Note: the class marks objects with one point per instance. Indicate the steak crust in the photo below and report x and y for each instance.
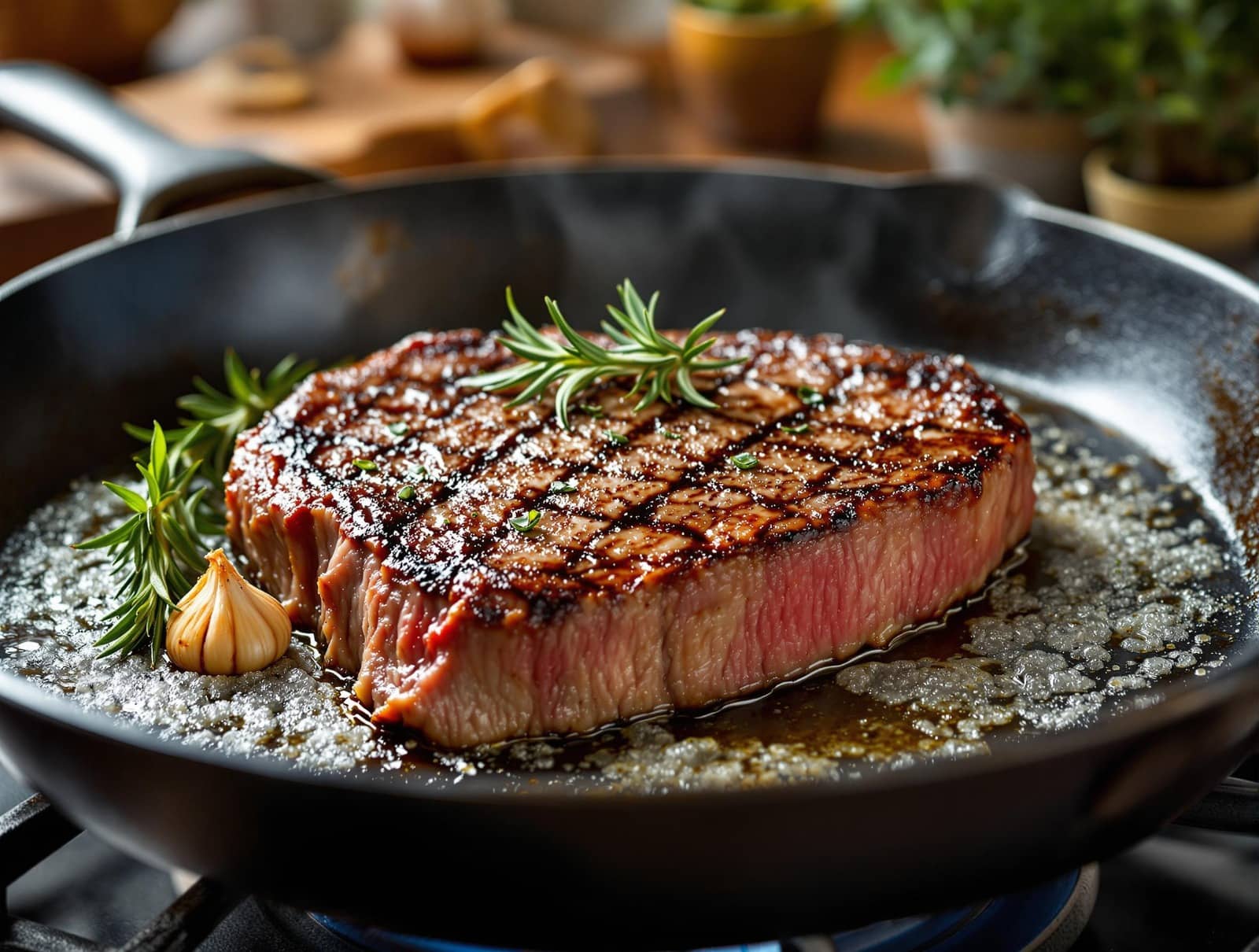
(659, 574)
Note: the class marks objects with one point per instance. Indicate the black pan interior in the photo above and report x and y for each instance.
(1171, 362)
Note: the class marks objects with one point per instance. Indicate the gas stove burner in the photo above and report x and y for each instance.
(1047, 918)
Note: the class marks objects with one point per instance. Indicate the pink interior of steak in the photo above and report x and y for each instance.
(667, 576)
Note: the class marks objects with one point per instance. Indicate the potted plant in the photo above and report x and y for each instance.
(1007, 85)
(753, 72)
(1183, 121)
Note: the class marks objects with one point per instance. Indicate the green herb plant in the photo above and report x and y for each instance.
(1181, 81)
(159, 552)
(573, 363)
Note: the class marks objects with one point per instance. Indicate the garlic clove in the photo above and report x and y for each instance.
(224, 625)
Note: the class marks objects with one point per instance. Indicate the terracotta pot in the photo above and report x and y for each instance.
(104, 38)
(755, 81)
(1220, 222)
(1039, 150)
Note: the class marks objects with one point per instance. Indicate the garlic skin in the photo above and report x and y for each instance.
(227, 626)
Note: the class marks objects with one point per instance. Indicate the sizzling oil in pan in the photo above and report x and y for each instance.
(1124, 586)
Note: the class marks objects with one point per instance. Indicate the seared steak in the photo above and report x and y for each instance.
(659, 572)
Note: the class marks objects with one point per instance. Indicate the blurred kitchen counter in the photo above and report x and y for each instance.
(375, 113)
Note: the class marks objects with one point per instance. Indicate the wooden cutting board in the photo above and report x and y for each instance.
(371, 111)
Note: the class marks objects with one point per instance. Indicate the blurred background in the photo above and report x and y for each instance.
(1143, 111)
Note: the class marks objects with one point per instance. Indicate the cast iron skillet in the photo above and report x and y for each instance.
(113, 331)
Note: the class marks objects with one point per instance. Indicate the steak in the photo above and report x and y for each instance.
(390, 511)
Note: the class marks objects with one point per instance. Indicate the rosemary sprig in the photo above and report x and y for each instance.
(573, 363)
(222, 417)
(157, 549)
(157, 552)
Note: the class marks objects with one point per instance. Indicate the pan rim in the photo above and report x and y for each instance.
(1179, 703)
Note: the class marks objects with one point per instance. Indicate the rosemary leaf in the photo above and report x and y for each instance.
(573, 363)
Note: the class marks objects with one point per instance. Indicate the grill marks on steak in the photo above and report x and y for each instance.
(669, 577)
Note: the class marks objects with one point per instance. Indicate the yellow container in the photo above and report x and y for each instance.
(1220, 222)
(753, 79)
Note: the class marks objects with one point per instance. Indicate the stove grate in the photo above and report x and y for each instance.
(33, 830)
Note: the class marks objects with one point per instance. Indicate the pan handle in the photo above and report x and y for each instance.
(151, 172)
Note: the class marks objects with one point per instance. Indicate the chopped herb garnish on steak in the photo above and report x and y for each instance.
(526, 522)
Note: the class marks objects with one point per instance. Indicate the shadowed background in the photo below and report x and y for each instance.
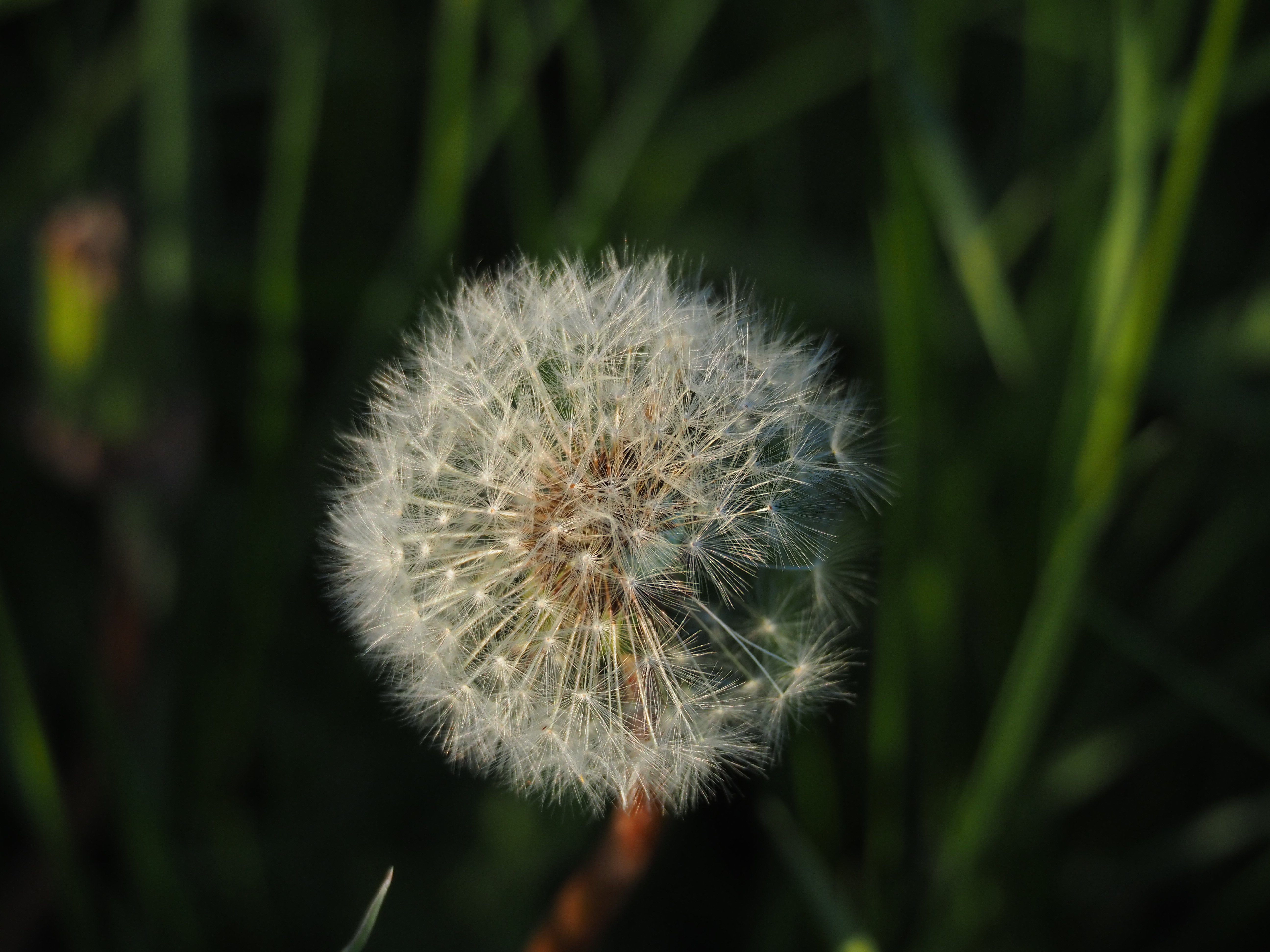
(1036, 229)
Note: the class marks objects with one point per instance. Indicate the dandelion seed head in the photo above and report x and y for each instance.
(557, 510)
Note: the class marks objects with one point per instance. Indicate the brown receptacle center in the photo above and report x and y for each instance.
(588, 512)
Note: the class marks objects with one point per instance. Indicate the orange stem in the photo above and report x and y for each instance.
(590, 899)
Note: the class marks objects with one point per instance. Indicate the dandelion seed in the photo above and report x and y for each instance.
(599, 465)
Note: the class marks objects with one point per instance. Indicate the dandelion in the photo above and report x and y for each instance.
(559, 510)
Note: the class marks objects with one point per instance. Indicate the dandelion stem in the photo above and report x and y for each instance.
(590, 899)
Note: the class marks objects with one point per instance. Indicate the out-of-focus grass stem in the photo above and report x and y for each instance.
(799, 78)
(298, 107)
(164, 56)
(620, 140)
(37, 782)
(1038, 661)
(517, 54)
(448, 130)
(904, 258)
(957, 210)
(1188, 681)
(56, 152)
(837, 918)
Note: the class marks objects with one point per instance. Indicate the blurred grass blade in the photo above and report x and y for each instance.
(55, 154)
(620, 140)
(962, 223)
(298, 107)
(373, 913)
(1127, 357)
(164, 54)
(1039, 657)
(791, 83)
(519, 53)
(837, 919)
(904, 256)
(448, 130)
(1188, 681)
(37, 781)
(1122, 235)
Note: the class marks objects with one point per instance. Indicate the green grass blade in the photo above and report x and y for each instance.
(905, 258)
(1188, 681)
(620, 140)
(164, 55)
(837, 918)
(56, 153)
(298, 106)
(373, 915)
(448, 129)
(37, 781)
(1131, 196)
(963, 226)
(1044, 642)
(517, 55)
(778, 91)
(1126, 358)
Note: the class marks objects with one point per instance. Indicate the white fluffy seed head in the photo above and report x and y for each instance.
(556, 512)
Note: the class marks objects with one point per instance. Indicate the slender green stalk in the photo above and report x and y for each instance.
(962, 223)
(620, 140)
(517, 55)
(58, 152)
(37, 781)
(839, 921)
(904, 256)
(164, 55)
(1038, 662)
(1188, 681)
(775, 92)
(448, 130)
(298, 107)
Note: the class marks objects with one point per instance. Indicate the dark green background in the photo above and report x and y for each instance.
(251, 787)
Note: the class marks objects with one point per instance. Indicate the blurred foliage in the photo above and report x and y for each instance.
(1037, 228)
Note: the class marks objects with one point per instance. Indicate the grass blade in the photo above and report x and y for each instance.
(373, 915)
(613, 154)
(904, 254)
(963, 225)
(837, 918)
(774, 93)
(298, 106)
(1039, 657)
(1189, 682)
(448, 130)
(164, 37)
(37, 781)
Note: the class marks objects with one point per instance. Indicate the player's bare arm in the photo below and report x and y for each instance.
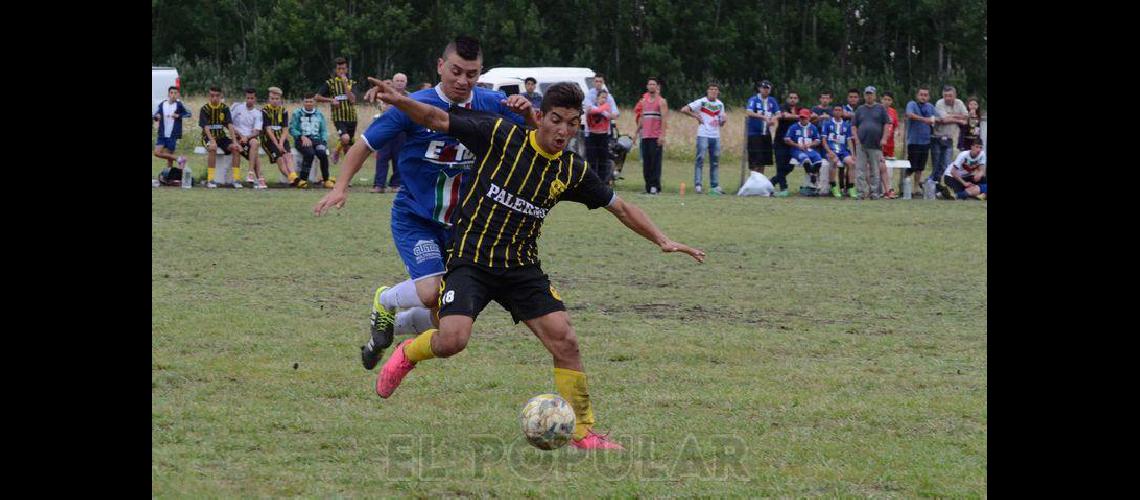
(634, 218)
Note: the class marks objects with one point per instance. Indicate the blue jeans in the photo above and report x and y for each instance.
(713, 146)
(941, 152)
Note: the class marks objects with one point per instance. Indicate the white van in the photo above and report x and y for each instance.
(162, 79)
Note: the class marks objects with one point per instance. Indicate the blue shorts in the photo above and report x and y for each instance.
(422, 244)
(168, 142)
(798, 156)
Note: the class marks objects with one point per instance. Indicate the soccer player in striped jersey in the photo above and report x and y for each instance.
(338, 92)
(521, 175)
(216, 122)
(432, 170)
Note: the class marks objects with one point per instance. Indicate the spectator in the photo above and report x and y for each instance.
(651, 115)
(966, 175)
(535, 98)
(888, 150)
(970, 132)
(787, 117)
(837, 133)
(389, 154)
(709, 114)
(247, 124)
(920, 120)
(216, 122)
(952, 113)
(275, 120)
(169, 116)
(762, 111)
(310, 134)
(597, 122)
(868, 126)
(803, 138)
(338, 92)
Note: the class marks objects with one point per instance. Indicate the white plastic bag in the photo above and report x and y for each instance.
(757, 185)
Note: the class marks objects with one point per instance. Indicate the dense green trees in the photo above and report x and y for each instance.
(805, 44)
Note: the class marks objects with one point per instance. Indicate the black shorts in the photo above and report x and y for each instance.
(759, 149)
(224, 144)
(271, 150)
(523, 292)
(343, 128)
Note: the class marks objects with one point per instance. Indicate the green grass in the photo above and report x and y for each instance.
(827, 347)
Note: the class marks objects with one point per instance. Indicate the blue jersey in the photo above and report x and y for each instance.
(803, 134)
(837, 134)
(432, 163)
(766, 107)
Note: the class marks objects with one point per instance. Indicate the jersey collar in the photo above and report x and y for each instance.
(532, 136)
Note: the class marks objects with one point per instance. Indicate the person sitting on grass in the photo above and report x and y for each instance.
(966, 175)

··········

**EXERCISE BRIEF**:
Copy these lines again word for word, leaving out the pictures.

**THE SOLUTION**:
Note: the class marks objects with one point per instance. Indicate the steak crust in the photo below and report x and y for each instance.
(659, 574)
Note: the class marks objects with one point per instance. Indicate the black pan interior in the photo above and report x and y for each instance.
(1171, 362)
Note: the class marks objects with one point per instance. Indicate the gas stove burner in the photo above and report x and y for each instance.
(1047, 918)
Note: the class marks objects with one point per instance. Indicate the pink interior of steak in the photo above and report x and y for each instance.
(667, 576)
Note: the class marks objects with one point per instance. Indicate the potted plant in the photo above and report x and y for each instance.
(1007, 85)
(753, 72)
(1183, 121)
Note: the class marks objects with one point per instance. Indicate the green herb plant in the photo above and report x and y for each instance.
(1181, 81)
(159, 552)
(573, 363)
Note: the class marks objects with one point per instance. Indicate the garlic clove in the photo above and report x and y for each instance.
(224, 625)
Note: the class marks objects with one point per instance. Indicate the terracotta pot in the photo above and report x and y for each instance.
(104, 38)
(755, 81)
(1220, 222)
(1039, 150)
Note: the class marks objects with one point per instance. Indicate the garlic skin in the photo above and report x and y for each instance.
(227, 626)
Note: the class marks objects with one point per instance. Indicate the sizzling oil in pan in the photo above and report x and y for each instance.
(1124, 586)
Note: the class marks objects with one point per instance. Indicate the seared steak in the photo above and report x and y for each instance.
(659, 572)
Note: the class marks objects with one point per instance. Indicate the blurred kitchen counter in the photo above and report x and y for each instance.
(375, 113)
Note: the class marks objects with one point per instance. Indicate the wooden cutting board in the photo above and report x and y for each instance.
(371, 111)
Note: the class marks objects with one point per instance. Indicate the blurred background in the photo above and report x and y for each instance.
(1143, 111)
Note: the class marks objects with one point per instance. Indicate the cast iron skillet in the photo above and report x and y for each instance.
(113, 331)
Note: the class marks objects with one point per instance. Indicate the steak in the photo above and report x and y for each instance.
(390, 511)
Note: the class marks objects with one point per instance. Indicate the rosemary sprig in the photo above and report x and y for each instance.
(573, 363)
(222, 417)
(157, 549)
(157, 552)
Note: the class marks objects with one point per instance. Indicate the pan rim in the photo above and report x and y for each instance.
(1179, 703)
Note: the class marks objects with one point per instance. Indicate the rosemary leaf in the photo above and report x and y for each instance.
(573, 363)
Note: the class marks objects with one point per instance. Indicate the grill marks on steak in the photo above and report x and y for each instance.
(669, 577)
Note: the class marks objects with one point per instance. Indicate the yellow container in the photo above and report x and y for each instance.
(1220, 222)
(753, 79)
Note: the class marks objects with one point per instance. Indicate the stove grate in the photo above and report x and y for each instance.
(33, 830)
Note: the class marks objects with one point per instance. Indicate the pan handle in the photo above and report x and y for each instance.
(151, 172)
Note: the class marks objects with one point per instance. Indicate the chopped herb garnish on steak in the photo above and report x and y for each instance.
(526, 522)
Note: the class marks objects with one point per instance. Indicate the shadowed background in the photo below and report x and y for each instance.
(1036, 229)
Note: the class marks objects with one point per instance. Indicate the dandelion seed head in the photo above and report x and y for each instance.
(557, 510)
Note: the class marks objects with one point per instance. Indicate the brown receptacle center in the photo above and report x and y for each instance.
(588, 512)
Note: the class marks objects with one point per instance. Indicate the orange stem in the photo above and report x and y for each instance.
(590, 899)
Note: the class marks objects with one point per instance. Indicate the dandelion seed in the photo above and report x and y for each instance.
(599, 465)
Note: the class marks objects with one point per instance. Indicate the dandelion in the photo above and report x and y for each instance.
(559, 510)
Note: the class marks objects with one point per instance. Indicate the dandelion stem in the photo above and report x and y for each instance.
(590, 899)
Note: the class marks objects with one point per instance. Indicate the out-of-focus grass stem in the photo above and report x and y for each instance.
(799, 78)
(298, 107)
(164, 56)
(620, 140)
(37, 782)
(1038, 661)
(517, 54)
(448, 130)
(904, 258)
(957, 210)
(1188, 681)
(56, 152)
(837, 918)
Note: the class marks objects with one point per instance. Indicate the blurred grass blade in the photo above and report x and y for each instance.
(55, 154)
(620, 140)
(962, 223)
(298, 107)
(373, 913)
(1127, 357)
(164, 54)
(1039, 657)
(791, 83)
(519, 53)
(837, 919)
(904, 256)
(448, 130)
(1188, 681)
(37, 781)
(1122, 235)
Note: the class marks objects with one point per instance. Indicate the green grass blade in the photo above and report x and y for each instance.
(905, 258)
(1188, 681)
(620, 140)
(164, 55)
(837, 918)
(56, 153)
(298, 106)
(373, 915)
(448, 129)
(37, 781)
(1131, 196)
(963, 226)
(1044, 642)
(517, 55)
(778, 91)
(1126, 358)
Note: the class marks objects with one point per instance. Indicate the white fluffy seed head in the photo above and report x and y for each instance.
(556, 512)
Note: the class marks objects with one point per instance. Indicate the slender green stalk in the photo above and report x and y for each instance.
(962, 223)
(620, 140)
(517, 55)
(58, 152)
(37, 781)
(839, 921)
(904, 256)
(164, 55)
(1038, 662)
(1188, 681)
(775, 92)
(448, 130)
(298, 107)
Note: the class marks objects with one point per instance. Indicate the dark green background in the photo above and report x and y for each instance.
(251, 787)
Note: the class marks objects with one point per instance. Indicate the blurred foliage in the photo above and report x and y for each instance.
(1037, 228)
Note: the class marks objects with one point per instance. Indicate the grass blade in the photo above and report x and y for each instance.
(373, 915)
(613, 154)
(904, 254)
(963, 225)
(837, 918)
(774, 93)
(298, 106)
(1039, 657)
(1189, 682)
(448, 130)
(164, 37)
(37, 781)
Note: the class marks objects with one point per instance. Indicate the player's bare arm in the photo below and report x and y for each instance.
(634, 218)
Note: the class marks objects with one point per instance. Indicate the blue jeans in the photo above and report x and y for each instance.
(713, 146)
(941, 152)
Note: the class marks objects with one point per instance. Indicate the white van in the photo above and report x and y for each instance.
(162, 79)
Note: the class marks objects with one point per instance. Indicate the blue shorts in the photo above and report x and y for each instance.
(422, 244)
(168, 142)
(798, 156)
Note: the class marks objects with one point per instance. Indicate the soccer player in striped jersey in the photo above and report x and y for each instance.
(338, 92)
(521, 175)
(216, 122)
(432, 170)
Note: the class marks objects with one point per instance. Indicate the spectator in the photo above and report x and y for each instance.
(651, 115)
(966, 175)
(535, 98)
(888, 150)
(970, 132)
(787, 117)
(837, 133)
(389, 154)
(709, 114)
(247, 124)
(920, 120)
(216, 122)
(952, 113)
(275, 120)
(169, 116)
(762, 111)
(310, 134)
(597, 122)
(868, 126)
(803, 138)
(338, 92)
Note: the class marks objects with one point per instance. Indicate the white plastic bag in the photo above and report x and y for each instance.
(757, 185)
Note: the class marks objects with one point per instance. Indicate the dense green trees in the photo above and report x and y for each instance.
(805, 44)
Note: the class marks objects with one point per instance. Indicate the black shorts in the photo above and report x and y for each instance.
(759, 149)
(224, 144)
(271, 150)
(523, 292)
(343, 128)
Note: the class marks objects with one point per instance. Indicate the green grass in the photo above and report x and y for each instance.
(827, 347)
Note: the class marks objects with one point per instance. Indicate the blue jersey in the photo above and report x and y for each instance.
(803, 134)
(837, 134)
(432, 163)
(766, 107)
Note: the class marks objects with one point per instance. Indicate the jersey collar in the photo above and report x and y for each instance.
(532, 136)
Note: the class marks objects with one point per instance. Indicate the person sitting on grass in the photo above and report x and y for each instance.
(966, 175)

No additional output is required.